- DATASET ROWS
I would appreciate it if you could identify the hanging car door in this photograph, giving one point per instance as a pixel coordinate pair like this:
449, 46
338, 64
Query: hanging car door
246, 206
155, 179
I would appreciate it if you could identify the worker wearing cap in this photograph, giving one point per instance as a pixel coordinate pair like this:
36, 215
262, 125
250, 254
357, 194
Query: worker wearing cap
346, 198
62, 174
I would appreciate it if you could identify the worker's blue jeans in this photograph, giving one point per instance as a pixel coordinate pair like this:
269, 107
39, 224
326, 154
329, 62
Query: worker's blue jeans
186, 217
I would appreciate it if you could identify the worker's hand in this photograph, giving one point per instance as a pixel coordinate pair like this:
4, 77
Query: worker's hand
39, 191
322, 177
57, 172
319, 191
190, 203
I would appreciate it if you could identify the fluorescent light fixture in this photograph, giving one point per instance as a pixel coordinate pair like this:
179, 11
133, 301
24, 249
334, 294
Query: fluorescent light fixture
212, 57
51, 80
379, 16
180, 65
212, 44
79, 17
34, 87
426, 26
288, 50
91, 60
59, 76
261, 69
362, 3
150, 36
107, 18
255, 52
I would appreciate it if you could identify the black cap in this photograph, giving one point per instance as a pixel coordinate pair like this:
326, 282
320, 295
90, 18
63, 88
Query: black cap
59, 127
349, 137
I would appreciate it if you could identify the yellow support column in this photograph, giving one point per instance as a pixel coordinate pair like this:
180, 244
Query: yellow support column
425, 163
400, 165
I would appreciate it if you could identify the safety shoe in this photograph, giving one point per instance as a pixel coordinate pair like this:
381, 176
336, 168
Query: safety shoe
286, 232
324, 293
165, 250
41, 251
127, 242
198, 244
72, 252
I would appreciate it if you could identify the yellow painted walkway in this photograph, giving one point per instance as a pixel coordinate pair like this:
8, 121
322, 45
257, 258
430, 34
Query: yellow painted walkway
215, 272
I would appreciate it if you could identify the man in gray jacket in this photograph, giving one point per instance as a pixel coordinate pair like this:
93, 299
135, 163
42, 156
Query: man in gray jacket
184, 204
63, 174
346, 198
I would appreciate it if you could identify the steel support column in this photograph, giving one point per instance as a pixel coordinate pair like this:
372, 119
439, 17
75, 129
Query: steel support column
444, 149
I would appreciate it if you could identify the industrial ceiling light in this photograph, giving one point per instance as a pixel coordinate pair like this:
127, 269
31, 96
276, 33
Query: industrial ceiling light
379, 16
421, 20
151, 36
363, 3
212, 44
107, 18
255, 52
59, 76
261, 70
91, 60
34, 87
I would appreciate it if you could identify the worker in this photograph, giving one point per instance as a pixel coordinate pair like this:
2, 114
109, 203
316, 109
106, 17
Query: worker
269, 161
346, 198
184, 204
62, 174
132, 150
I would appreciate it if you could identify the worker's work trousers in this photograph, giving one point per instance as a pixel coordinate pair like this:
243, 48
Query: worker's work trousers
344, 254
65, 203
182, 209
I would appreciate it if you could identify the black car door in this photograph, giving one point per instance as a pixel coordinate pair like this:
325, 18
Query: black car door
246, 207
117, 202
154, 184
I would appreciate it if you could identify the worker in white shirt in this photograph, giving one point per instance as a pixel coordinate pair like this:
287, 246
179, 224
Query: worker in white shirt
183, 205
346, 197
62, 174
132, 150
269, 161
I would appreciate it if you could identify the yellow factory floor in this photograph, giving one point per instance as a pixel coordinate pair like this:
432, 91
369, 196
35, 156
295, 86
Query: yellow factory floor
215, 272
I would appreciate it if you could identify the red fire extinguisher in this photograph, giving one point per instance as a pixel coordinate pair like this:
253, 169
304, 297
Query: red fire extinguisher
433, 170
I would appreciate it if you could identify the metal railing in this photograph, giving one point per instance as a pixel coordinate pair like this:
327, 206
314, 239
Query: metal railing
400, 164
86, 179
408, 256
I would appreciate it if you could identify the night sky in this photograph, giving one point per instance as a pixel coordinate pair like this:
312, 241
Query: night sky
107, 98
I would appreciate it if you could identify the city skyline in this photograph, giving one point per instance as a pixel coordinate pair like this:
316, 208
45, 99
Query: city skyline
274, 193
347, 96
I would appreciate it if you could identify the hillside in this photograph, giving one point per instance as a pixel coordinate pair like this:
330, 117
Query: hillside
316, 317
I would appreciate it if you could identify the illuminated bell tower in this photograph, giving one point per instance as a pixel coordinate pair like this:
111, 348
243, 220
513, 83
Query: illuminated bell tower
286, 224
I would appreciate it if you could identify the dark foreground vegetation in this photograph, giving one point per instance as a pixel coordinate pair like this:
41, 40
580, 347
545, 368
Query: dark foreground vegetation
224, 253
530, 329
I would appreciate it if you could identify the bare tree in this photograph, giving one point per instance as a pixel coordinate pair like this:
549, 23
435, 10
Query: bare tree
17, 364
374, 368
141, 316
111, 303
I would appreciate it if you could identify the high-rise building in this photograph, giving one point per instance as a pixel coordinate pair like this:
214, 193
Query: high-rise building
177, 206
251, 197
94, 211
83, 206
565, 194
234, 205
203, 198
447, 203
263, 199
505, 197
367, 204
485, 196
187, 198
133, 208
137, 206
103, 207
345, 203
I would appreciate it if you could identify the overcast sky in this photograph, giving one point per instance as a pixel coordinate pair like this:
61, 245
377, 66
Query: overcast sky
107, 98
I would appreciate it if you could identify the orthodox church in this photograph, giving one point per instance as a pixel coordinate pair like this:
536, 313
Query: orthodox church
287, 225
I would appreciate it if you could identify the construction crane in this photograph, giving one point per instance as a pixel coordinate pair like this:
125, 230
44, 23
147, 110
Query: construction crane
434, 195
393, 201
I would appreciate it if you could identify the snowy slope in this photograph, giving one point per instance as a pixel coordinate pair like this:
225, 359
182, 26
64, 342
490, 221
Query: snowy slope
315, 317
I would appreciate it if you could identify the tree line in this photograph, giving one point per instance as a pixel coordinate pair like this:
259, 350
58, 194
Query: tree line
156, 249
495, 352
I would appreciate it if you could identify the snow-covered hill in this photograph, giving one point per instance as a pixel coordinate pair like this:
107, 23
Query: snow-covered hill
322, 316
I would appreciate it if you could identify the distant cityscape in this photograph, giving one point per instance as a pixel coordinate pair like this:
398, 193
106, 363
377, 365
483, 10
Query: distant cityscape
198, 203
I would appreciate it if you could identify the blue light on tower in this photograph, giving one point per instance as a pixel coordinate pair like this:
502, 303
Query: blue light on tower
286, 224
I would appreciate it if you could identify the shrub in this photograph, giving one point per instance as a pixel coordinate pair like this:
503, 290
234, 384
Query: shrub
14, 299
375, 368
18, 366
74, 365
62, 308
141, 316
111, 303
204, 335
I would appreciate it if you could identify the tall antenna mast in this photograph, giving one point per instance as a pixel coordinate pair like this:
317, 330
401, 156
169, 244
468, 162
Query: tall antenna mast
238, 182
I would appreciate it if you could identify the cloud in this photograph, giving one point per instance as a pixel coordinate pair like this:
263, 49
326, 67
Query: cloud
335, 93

- WRITTEN REQUEST
Copy out the full set of records precisely, leaving nothing out.

- ANSWER TO THE TASK
I would appreciate it if you could identify the hanging car door in this photograph, giving one point per instance as a pixel coordinate pair like this:
449, 46
338, 64
Query: hanging car door
246, 206
155, 179
I would appreciate it if you could identify the worker wearing cap in this photograph, giving one point per instance as a pixel coordinate pair like this:
36, 215
262, 125
250, 254
357, 194
Query: worker wearing cap
346, 198
62, 174
I would appreciate it if you could identify the worker's blue jeans in this photograph, giving one point per instance as a pixel coordinate pair like this:
269, 107
39, 224
326, 154
329, 62
Query: worker's blue jeans
186, 217
I would appreciate it if you could identify the worker's hand in this photograph, giving one point per instance as a pixel coordinate pair like this:
4, 77
Query: worker's hand
39, 191
322, 177
57, 172
319, 191
190, 203
I would appreciate it if you could identify the fluorescent light fixture in this photograph, giving one point per instance as a pixel coordinate pair like this:
179, 11
133, 301
24, 249
334, 294
Query: fluorescent light fixture
212, 57
51, 80
379, 16
180, 65
212, 44
79, 17
34, 87
426, 26
288, 50
91, 60
59, 76
261, 69
362, 3
150, 36
107, 18
255, 52
I would appreciate it if you could identify the black cap in this photograph, giving one point per instance as a pixel coordinate pair like this:
326, 282
320, 295
90, 18
63, 88
Query: black cap
59, 127
349, 137
I would appreciate it if you could identify the yellow support column in this photograph, giving one point per instance as a pixel coordinate pair like this:
180, 244
Query: yellow support column
425, 163
400, 165
I would appreciate it if you could identify the safety shoe in this photograph, giving one point per instance as a pixel coordinate pair like this:
381, 176
336, 168
Query: safety shoe
286, 232
324, 293
165, 250
41, 251
127, 242
198, 244
72, 252
I would appreciate it if you could identify the yellow painted walkway in this photograph, giving one point per instance as a pixel coordinate pair like this:
8, 121
322, 45
257, 258
430, 34
Query: yellow painted walkway
215, 272
I would appreciate it if you could identify the man in gray jacket in this photograph, giving one point per instance as a pixel coordinate pair like this:
93, 299
135, 163
42, 156
Query: man in gray jacket
184, 204
63, 174
346, 198
I would appreciate it if you could identify the steel support column in this photograph, giving one point per instance as a pixel coordinate pair like this:
372, 119
439, 17
75, 129
Query: steel support column
444, 149
I would appreciate it if you could identify the industrial ceiling light in this photograph, giving one point per instance as a pixel coordinate pair like this:
127, 269
31, 96
276, 33
Query: industrial ceiling light
379, 16
421, 20
151, 36
363, 3
212, 44
107, 18
255, 52
59, 76
261, 70
91, 60
34, 87
I would appreciate it if you could identify the worker in this photograph, giving one point per instance as a pixel coordinate pair like this:
2, 114
109, 203
316, 109
106, 17
Query: worker
269, 161
346, 198
184, 204
62, 174
132, 150
I would appreciate it if you could identify the worker's work trousers in this photograph, giving one point per instance as a pixel coordinate pair like this:
243, 48
Query: worker's work trousers
344, 254
65, 203
182, 209
I would appreciate it if you could identify the black car door in this photograph, giving one point per instance as a pixel coordinate pair like this:
325, 18
Query: black car door
246, 207
117, 202
154, 184
I would appreciate it if you could identify the worker in white shirt in this photograph, giving one point per instance as a pixel coordinate pair like this:
287, 246
179, 224
Query: worker in white shirt
183, 205
346, 197
62, 174
132, 150
269, 161
I would appreciate it if you could identify the yellow factory floor in this photograph, giving one point per instance as a pixel coordinate pair like this:
432, 91
369, 196
35, 156
295, 86
Query: yellow factory floor
215, 272
I would appreciate it if you could identify the red fire extinguisher in this photograph, giving one point per instance as a pixel coordinate pair like this:
253, 169
304, 297
Query: red fire extinguisher
433, 170
I would appreciate it if you could identify the metal railing in this photograph, giving one point per instance as a pixel coordinate pair like this:
327, 206
314, 239
Query: metal railing
400, 164
86, 179
408, 256
I would appreciate it if you could identify the night sky in this photograph, giving one point per instance as a pixel coordinate pair like this:
312, 241
Query: night sky
107, 98
I would appreciate it if you could identify the city skyline in this photograph, giving one point per instance as a pixel coordinate pair like this:
316, 208
45, 99
Query: city skyline
274, 193
347, 96
I would appreciate it if you could identify the hillside in this photograph, giving one point per instance as a pixel coordinate pair like this:
330, 117
Query: hillside
316, 317
I would appreciate it if you could identify the illuminated bell tower in this photograph, giving one point per instance as a pixel coordinate pair like this:
111, 348
243, 220
513, 83
Query: illuminated bell tower
286, 224
I would appreciate it if you could identify the dark foreground vegetation in this photograph, giving one point per instance as a pixel coordinate pair like this:
41, 40
580, 347
545, 368
Query: dark foreground vegetation
224, 253
530, 329
I would appreciate it if you could identify the bare tree in this photograph, giving one point per instance as a pixel coordinate pair like this:
549, 23
435, 10
Query: bare tree
17, 364
374, 368
141, 316
111, 303
I would appreciate it if you could identify the high-rise building in this photograph, giving one point per instance as a pixel coordinate pair like this:
214, 193
Query: high-rise building
177, 206
251, 197
94, 211
83, 206
565, 194
234, 205
203, 198
447, 203
263, 199
505, 197
367, 204
485, 196
187, 198
133, 208
137, 206
103, 207
345, 203
I would appreciate it if you could identify the overcast sky in this photograph, giving one point per instance as a pixel coordinate pair like this:
61, 245
377, 66
Query: overcast sky
107, 98
I would appreciate it if you could identify the orthodox church in this photograph, giving one point per instance as a pixel coordinate pair like this:
536, 313
Query: orthodox church
287, 225
I would appreciate it if you could identify the construction crane in this photograph, giving one point per instance as a pixel coordinate pair like this:
125, 230
44, 23
147, 110
Query: construction crane
434, 195
393, 201
I would appreciate it if you could identify the snowy slope in this photograph, giving one point per instance as a pixel coordinate pair like this:
225, 359
182, 26
64, 342
490, 221
Query: snowy slope
315, 317
I would appreciate it if you could identify the tree line in this photograph, giving one point per instance as a pixel coordinate pair like this:
259, 350
58, 194
Query: tree line
156, 249
495, 352
I would appreciate it if you could identify the snow-covered hill in this photograph, giving one point per instance as a pixel coordinate pair like this:
107, 23
Query: snow-covered hill
322, 316
I would appreciate it if you could identify the distant cityscape in this photograph, giving one point per instance as a pixel coordinate pair like this:
398, 193
106, 363
377, 365
483, 10
Query: distant cityscape
198, 203
I would appreciate it if you could identify the blue light on tower in this photograph, giving one point per instance as a pixel coordinate pair like this:
502, 303
Query: blue light on tower
286, 224
I would appreciate it if you could identify the shrub in this photograph, giving one point per instance as a pixel coordinate pair like this:
503, 290
234, 384
Query: shrub
14, 299
375, 368
18, 366
74, 365
62, 308
141, 316
111, 303
204, 335
I would appreciate it if you could identify the tall antenna mast in this photograph, giving one point per instance as a pixel coordinate pair like this:
317, 330
401, 156
169, 244
468, 162
Query: tall antenna mast
238, 182
I would appreciate it if you could identify the cloud in this photograph, giving one point per instance as a pixel coordinate pair like this:
263, 49
326, 67
Query: cloud
335, 93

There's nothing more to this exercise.